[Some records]
◇ ◇ ◇ ◇ ◇ ◇ ◇

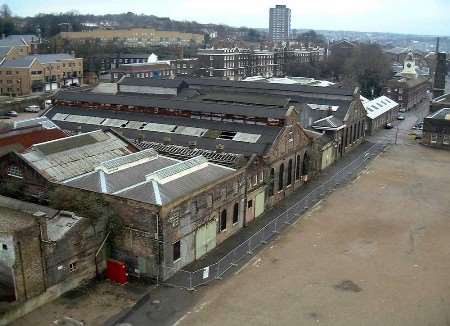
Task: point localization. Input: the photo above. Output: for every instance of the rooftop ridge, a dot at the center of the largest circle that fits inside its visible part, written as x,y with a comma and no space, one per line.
127,161
178,170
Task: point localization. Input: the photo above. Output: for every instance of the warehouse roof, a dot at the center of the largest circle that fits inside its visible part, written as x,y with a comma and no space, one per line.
271,86
379,106
237,138
176,104
61,159
152,178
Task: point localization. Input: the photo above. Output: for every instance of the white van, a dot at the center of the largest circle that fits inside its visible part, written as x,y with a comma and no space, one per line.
32,108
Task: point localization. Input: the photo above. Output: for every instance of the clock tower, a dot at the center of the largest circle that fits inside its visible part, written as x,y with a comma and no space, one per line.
409,67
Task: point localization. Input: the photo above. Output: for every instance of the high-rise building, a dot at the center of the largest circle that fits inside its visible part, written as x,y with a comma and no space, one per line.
280,23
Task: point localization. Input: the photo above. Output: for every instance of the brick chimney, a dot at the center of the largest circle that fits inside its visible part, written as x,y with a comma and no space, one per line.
41,218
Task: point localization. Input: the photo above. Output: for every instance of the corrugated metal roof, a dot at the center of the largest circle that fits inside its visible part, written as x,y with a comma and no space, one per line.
65,158
379,106
175,104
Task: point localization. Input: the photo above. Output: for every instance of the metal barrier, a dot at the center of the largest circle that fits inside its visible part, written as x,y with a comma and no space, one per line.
191,280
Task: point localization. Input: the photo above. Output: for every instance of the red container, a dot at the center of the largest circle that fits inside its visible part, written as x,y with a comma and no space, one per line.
116,271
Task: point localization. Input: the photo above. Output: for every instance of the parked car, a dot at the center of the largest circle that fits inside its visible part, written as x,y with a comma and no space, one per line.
32,108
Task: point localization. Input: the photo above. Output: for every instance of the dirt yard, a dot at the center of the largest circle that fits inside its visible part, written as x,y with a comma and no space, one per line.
91,305
375,252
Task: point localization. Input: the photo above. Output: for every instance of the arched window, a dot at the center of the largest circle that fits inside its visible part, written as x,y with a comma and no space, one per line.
290,166
297,167
272,182
223,220
281,177
305,165
236,213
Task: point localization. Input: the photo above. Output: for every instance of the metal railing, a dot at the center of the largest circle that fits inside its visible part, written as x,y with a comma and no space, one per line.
192,279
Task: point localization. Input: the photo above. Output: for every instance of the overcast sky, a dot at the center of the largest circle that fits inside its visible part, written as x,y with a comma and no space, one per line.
399,16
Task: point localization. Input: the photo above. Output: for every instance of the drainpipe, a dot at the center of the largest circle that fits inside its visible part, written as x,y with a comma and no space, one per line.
249,163
98,252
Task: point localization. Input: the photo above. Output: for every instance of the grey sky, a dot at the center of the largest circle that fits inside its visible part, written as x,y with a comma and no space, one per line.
401,16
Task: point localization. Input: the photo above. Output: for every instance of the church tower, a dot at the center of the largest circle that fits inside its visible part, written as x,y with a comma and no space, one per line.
440,72
409,67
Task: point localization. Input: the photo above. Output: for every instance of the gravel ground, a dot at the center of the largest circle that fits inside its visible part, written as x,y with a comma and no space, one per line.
375,252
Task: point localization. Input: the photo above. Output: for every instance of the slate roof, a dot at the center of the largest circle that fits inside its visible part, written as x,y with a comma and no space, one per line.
29,136
268,134
158,181
379,106
26,61
270,86
165,83
442,114
62,159
328,123
177,104
121,179
23,62
161,193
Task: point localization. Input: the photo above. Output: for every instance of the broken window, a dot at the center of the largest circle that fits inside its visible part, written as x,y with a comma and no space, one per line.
176,250
223,220
15,171
236,213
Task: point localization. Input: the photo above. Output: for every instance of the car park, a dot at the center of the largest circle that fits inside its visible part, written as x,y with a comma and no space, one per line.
33,108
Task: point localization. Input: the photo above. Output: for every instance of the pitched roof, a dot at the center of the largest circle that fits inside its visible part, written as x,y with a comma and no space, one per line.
379,106
177,104
270,86
61,159
181,131
22,62
328,123
28,136
157,180
164,83
26,61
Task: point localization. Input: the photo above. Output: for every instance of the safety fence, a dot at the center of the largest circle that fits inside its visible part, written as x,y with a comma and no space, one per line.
192,279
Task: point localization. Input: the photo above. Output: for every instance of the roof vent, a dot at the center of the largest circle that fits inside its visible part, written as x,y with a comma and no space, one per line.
220,148
192,144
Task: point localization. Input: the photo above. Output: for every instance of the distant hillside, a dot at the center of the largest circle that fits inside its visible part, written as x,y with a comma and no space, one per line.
51,24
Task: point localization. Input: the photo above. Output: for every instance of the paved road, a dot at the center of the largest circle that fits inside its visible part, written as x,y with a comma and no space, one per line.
165,305
400,133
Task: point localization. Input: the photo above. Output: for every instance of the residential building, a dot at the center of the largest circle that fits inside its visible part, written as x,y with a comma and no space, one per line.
280,24
44,253
380,112
166,69
15,46
408,89
440,74
135,37
235,63
238,64
39,73
440,102
436,129
23,134
216,154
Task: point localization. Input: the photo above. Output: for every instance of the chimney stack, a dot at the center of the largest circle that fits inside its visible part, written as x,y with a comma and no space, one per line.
42,221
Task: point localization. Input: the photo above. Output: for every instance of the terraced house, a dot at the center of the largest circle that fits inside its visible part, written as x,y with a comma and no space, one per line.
39,72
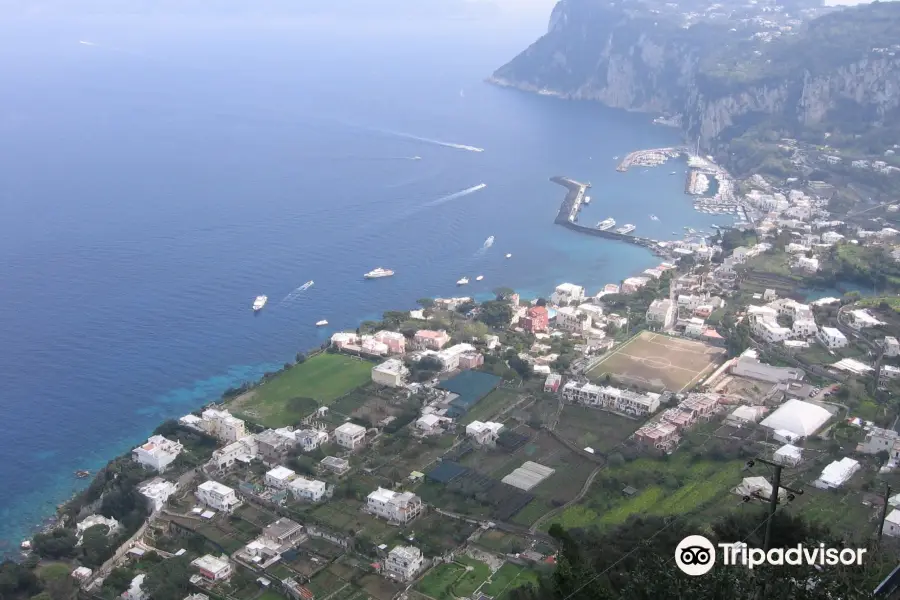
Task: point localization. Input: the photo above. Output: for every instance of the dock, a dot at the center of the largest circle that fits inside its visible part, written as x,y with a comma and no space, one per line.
568,214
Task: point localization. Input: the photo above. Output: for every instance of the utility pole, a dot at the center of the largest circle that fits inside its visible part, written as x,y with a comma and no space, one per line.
887,495
773,496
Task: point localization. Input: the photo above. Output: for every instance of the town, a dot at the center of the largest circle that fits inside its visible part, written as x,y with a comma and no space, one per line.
428,454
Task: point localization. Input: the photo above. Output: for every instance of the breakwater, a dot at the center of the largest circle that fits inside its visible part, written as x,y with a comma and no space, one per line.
568,214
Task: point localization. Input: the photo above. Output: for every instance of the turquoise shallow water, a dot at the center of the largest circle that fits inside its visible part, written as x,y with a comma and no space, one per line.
153,184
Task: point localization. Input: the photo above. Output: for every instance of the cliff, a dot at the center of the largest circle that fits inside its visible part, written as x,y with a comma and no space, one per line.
841,70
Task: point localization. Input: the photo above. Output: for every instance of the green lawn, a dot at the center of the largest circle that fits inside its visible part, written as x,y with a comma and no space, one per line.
323,378
490,405
508,578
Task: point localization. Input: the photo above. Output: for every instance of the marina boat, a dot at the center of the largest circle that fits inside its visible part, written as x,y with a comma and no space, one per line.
378,273
606,224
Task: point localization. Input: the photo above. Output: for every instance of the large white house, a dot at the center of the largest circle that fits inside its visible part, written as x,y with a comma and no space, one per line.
661,313
398,507
222,426
391,373
350,436
218,496
157,453
311,490
404,562
831,338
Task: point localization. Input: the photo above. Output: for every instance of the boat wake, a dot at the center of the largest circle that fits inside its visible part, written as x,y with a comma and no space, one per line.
454,196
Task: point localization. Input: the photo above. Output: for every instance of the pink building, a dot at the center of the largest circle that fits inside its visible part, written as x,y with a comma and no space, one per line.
396,342
431,340
472,360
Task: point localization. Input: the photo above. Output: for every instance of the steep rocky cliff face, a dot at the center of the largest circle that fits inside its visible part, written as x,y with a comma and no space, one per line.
839,68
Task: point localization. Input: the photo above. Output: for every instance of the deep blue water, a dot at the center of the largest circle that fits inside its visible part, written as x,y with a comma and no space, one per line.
152,184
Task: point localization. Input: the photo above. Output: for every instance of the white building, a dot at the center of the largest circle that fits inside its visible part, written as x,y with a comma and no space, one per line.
279,477
157,453
310,490
566,293
572,320
661,313
404,563
391,373
218,496
789,455
350,436
837,474
213,568
222,426
891,346
398,507
157,491
800,418
831,338
484,433
310,439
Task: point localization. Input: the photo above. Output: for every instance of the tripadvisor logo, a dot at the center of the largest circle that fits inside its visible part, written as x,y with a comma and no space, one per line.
696,555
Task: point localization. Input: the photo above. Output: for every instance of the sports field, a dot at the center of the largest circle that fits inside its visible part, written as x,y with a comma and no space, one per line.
653,361
323,378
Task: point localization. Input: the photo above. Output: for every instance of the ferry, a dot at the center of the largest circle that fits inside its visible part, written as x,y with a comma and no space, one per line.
378,273
606,224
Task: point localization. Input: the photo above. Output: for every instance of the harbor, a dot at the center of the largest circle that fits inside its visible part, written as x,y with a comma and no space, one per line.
571,205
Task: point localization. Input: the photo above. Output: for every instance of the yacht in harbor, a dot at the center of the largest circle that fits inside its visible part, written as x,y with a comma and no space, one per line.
606,224
378,273
259,303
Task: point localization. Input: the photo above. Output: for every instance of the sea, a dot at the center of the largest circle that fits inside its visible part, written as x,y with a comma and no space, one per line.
157,175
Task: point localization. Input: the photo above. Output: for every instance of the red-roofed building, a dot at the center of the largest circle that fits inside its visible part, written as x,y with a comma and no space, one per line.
536,319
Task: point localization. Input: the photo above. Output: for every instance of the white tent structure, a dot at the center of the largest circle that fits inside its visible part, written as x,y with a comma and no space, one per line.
788,455
798,417
837,473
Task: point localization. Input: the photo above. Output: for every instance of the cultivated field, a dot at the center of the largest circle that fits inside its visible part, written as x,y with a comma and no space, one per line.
323,378
654,362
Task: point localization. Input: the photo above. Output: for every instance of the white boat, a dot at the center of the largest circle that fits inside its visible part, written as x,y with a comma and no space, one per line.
378,273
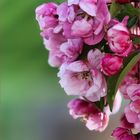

◇ ◇ ◇ ◇ ◇ ◇ ◇

Pick out each line of the data above that contains the string "field" and copy it. Matches must have the same case.

Task: point localization. Input: the photo above. Output: for every instance of the sports field, a dot at the center of the largest circle that fits inside its visible part, written as x,y with a comma and no space, one per line.
Task: point localization. Input: the photo above. Output: for every instance of the cultivated field, a dot at the center of the largest circle that fits inside its visible part, written as x,y with a comma and no space, one per line.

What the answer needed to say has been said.